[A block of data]

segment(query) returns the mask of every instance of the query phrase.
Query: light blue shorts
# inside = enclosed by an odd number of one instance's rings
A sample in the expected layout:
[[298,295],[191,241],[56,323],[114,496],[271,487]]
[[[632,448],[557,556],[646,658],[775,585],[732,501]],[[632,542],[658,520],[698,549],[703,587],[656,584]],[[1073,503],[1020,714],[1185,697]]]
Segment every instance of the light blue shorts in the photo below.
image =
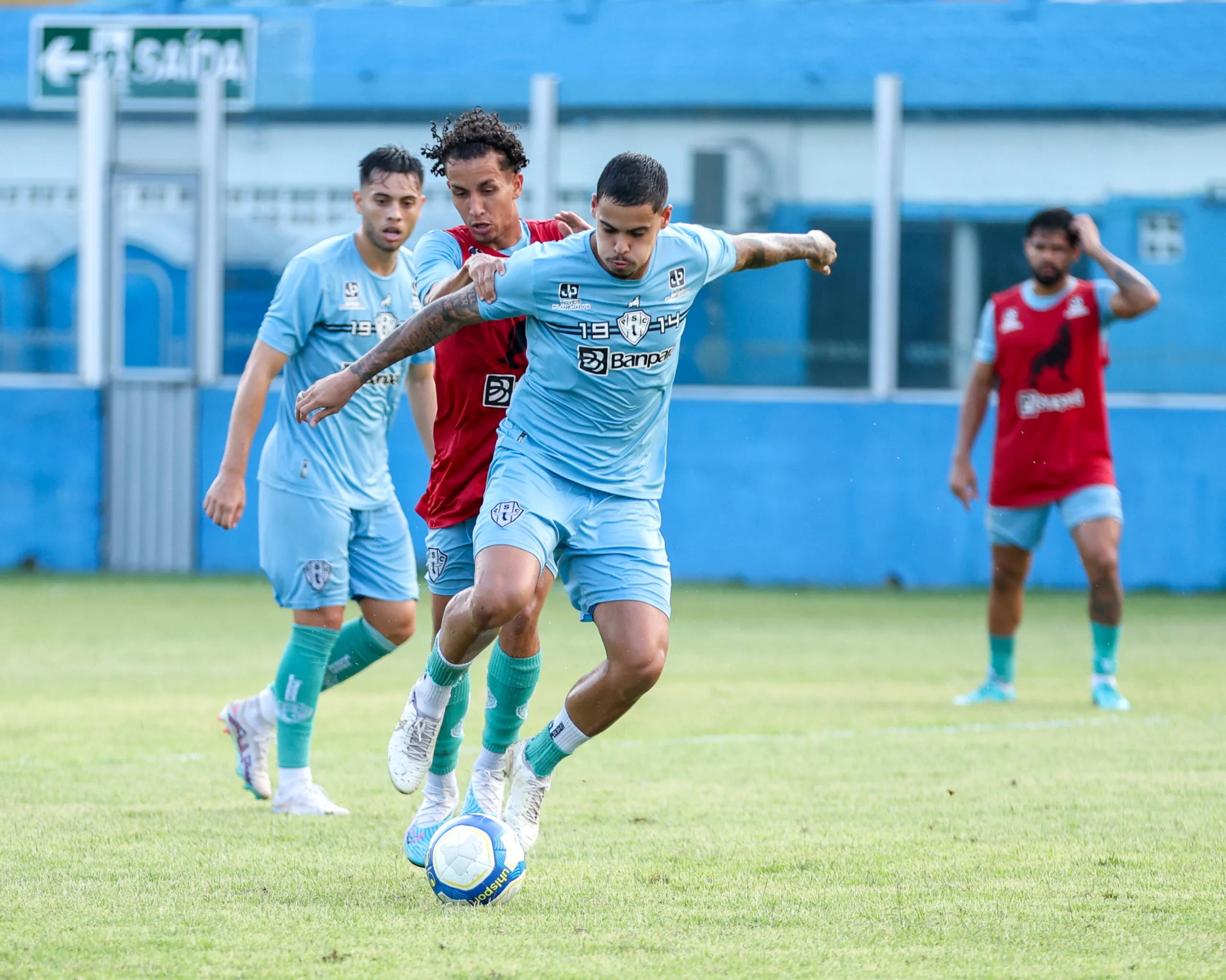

- Given task: Express every line of the records above as a JSON list of strings, one string per line, with blank lines dropped. Leave the pictures out of the answer.

- Reply:
[
  "segment(query) returns the mask of every instance of the query phrase.",
  "Query: light blue shorts",
  "# inside = enclosed by an odd number of one instance's rings",
  "A sample in the expected layout:",
  "[[298,295],[191,241],[56,323],[114,496],[271,487]]",
  "[[[632,448],[557,556],[646,658],[775,585],[732,501]],[[632,542],[658,520],[698,549],[703,587],[656,584]],[[1073,503],[1020,714],[1185,697]]]",
  "Segment every instance of the light blue shorts in the photo below.",
  "image ="
]